## INVOERGEGEVENS

====================

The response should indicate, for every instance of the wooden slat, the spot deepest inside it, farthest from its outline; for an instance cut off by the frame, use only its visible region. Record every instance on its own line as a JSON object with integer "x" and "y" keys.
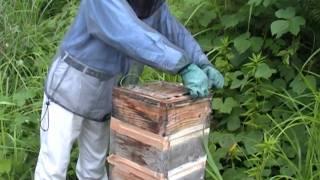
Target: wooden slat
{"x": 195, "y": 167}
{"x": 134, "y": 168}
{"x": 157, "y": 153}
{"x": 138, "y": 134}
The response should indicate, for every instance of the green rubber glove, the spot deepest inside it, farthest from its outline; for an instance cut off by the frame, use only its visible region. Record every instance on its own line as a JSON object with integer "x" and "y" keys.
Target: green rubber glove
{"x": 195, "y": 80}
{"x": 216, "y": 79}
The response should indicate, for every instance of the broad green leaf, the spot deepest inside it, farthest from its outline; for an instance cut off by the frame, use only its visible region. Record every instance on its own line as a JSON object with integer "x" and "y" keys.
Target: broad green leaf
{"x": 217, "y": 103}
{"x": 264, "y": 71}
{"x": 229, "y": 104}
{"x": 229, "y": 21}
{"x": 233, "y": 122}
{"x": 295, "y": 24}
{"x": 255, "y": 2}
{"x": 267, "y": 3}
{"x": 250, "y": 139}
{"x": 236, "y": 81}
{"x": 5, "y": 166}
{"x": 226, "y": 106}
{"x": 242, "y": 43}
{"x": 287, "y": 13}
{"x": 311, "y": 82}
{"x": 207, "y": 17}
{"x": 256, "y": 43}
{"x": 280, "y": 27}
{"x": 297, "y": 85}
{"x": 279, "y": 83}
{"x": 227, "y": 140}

====================

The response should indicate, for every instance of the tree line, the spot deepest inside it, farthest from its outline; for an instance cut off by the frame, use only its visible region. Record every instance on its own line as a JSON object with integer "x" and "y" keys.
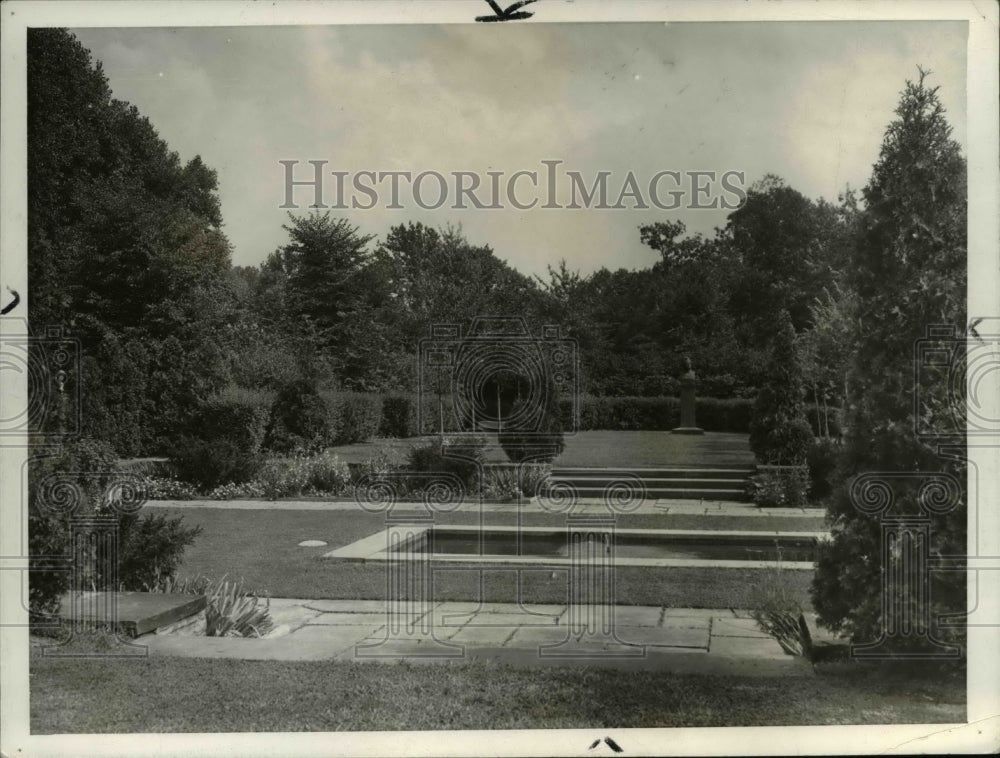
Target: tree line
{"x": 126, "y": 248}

====================

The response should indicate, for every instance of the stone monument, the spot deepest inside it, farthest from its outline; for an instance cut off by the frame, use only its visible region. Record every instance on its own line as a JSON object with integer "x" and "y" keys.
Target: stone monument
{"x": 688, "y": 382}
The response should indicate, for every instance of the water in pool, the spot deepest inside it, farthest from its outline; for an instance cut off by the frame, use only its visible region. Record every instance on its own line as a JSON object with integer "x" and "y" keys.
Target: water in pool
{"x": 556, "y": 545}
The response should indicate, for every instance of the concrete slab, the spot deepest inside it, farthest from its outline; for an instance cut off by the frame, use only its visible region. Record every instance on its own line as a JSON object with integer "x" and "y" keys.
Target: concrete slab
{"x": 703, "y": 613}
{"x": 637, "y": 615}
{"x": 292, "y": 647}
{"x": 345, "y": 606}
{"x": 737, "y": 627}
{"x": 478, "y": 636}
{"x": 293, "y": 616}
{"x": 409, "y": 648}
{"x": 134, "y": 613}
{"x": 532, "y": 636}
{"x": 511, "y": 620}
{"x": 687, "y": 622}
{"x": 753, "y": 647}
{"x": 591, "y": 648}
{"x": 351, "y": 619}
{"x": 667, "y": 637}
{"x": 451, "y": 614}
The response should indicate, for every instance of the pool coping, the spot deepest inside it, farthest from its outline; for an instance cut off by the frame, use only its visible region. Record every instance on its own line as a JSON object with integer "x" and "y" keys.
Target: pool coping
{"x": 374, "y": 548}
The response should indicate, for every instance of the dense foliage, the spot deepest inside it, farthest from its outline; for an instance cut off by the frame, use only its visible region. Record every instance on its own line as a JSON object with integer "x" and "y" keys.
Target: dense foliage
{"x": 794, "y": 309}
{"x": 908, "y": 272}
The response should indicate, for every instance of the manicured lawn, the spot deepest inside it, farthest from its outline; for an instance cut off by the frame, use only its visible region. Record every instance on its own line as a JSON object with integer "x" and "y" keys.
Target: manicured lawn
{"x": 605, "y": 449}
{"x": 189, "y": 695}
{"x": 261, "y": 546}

====================

## OEFENDOEL
Verzamel alle regels hierboven waarin het woord "concrete" voorkomt, en schrijf ze ongewijzigd over.

## EINDRESULTAAT
The response should indicate, for every instance of the concrete slab, the spot deepest inside it, farthest from its outline; for an instance cut off by the frame, use only its visible region. Record every instance on its own line as a JSON object with integer "x" and "y" keys.
Target: concrete slab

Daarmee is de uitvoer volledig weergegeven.